WHAT THE TASK REQUIRES: Retype the material in full, keeping every word the same.
****
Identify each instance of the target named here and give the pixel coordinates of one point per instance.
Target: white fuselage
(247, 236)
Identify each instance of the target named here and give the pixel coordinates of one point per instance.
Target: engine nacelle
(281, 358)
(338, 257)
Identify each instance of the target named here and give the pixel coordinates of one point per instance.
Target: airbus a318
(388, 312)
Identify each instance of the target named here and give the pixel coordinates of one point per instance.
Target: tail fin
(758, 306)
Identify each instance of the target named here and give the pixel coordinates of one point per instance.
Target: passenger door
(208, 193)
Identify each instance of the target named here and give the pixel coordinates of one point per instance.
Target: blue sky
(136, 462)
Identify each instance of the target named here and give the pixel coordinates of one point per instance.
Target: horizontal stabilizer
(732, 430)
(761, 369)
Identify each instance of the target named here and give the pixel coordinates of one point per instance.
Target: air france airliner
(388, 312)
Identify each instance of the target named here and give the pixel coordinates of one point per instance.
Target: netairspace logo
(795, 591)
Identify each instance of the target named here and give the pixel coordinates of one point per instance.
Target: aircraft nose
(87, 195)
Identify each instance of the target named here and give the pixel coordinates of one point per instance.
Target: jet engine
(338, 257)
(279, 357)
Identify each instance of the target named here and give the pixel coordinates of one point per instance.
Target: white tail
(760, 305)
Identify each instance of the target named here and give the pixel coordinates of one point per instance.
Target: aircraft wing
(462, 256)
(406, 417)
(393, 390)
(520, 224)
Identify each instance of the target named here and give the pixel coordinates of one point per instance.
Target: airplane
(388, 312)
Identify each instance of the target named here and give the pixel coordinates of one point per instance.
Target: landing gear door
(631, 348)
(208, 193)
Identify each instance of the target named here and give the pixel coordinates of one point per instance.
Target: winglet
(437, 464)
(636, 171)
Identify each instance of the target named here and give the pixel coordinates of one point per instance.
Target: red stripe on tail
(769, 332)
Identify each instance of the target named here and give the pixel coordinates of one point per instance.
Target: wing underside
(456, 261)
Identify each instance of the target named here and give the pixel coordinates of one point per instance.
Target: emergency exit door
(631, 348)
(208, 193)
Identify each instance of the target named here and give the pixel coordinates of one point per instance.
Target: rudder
****
COMPLETED TASK:
Identify each instance of the target named here and give the pixel coordinates of one point per instance.
Target: white fuselage
(247, 236)
Identify each instance of the target named here and give the pixel coordinates of one point per instance.
Target: engine nacelle
(281, 358)
(338, 257)
Identify each instance of the target named here and give the pixel coordinates of one point per instance.
Target: airbus a318
(388, 312)
Identify each instance of the target named here and give the pixel coordinates of one point per instance.
Target: tail fin
(758, 306)
Identify each instance of the target named here and give the pixel coordinates of one point per instance.
Target: passenger door
(208, 193)
Identify each instance of the target named here and give the pixel coordinates of one point per instance.
Target: blue sky
(136, 462)
Identify each instance of the target named here and give the pixel coordinates of one point per instance.
Target: horizontal stabilizer
(732, 430)
(761, 369)
Identify each instance of the target named here and give the pixel coordinates of one point per instance.
Target: air france airliner
(388, 312)
Identify each instance of the target named here and give the pixel coordinates of one point per instance.
Target: netairspace logo
(795, 591)
Identify each instance of the target named here and give the pixel coordinates of one point per instance.
Target: aircraft nose
(87, 195)
Identify each instance of the target named here and give the pixel coordinates of one point per instance.
Target: jet engine
(338, 257)
(279, 357)
Identify each instance of the target named here and give the pixel coordinates of one point per instance.
Target: white tail
(760, 305)
Identify each instance of the target named here and give the pixel coordinates of one point per instance.
Target: aircraft wing
(462, 256)
(406, 417)
(393, 390)
(520, 224)
Identify each instance of the target named here and give the pixel coordinates of one point per instance.
Target: airplane
(388, 312)
Identify each instance of the target named here and give the pixel coordinates of one point per instance.
Target: landing gear door
(631, 348)
(208, 193)
Identify each instance of the target named here and give the pixel coordinates of one point per instance.
Target: winglet
(437, 464)
(636, 171)
Identify each instance of the target named here and give the pixel coordinates of one point per instance.
Target: red stripe on tail
(769, 332)
Identify each instance of the target named here and give the pixel coordinates of one point per instance.
Target: wing underside
(456, 261)
Identify each instance of the target named here and give the pixel coordinates of one point per instance.
Target: emergency exit door
(631, 348)
(208, 193)
Identify each instance of the target named here and give the pixel coordinates of one point per instance.
Target: rudder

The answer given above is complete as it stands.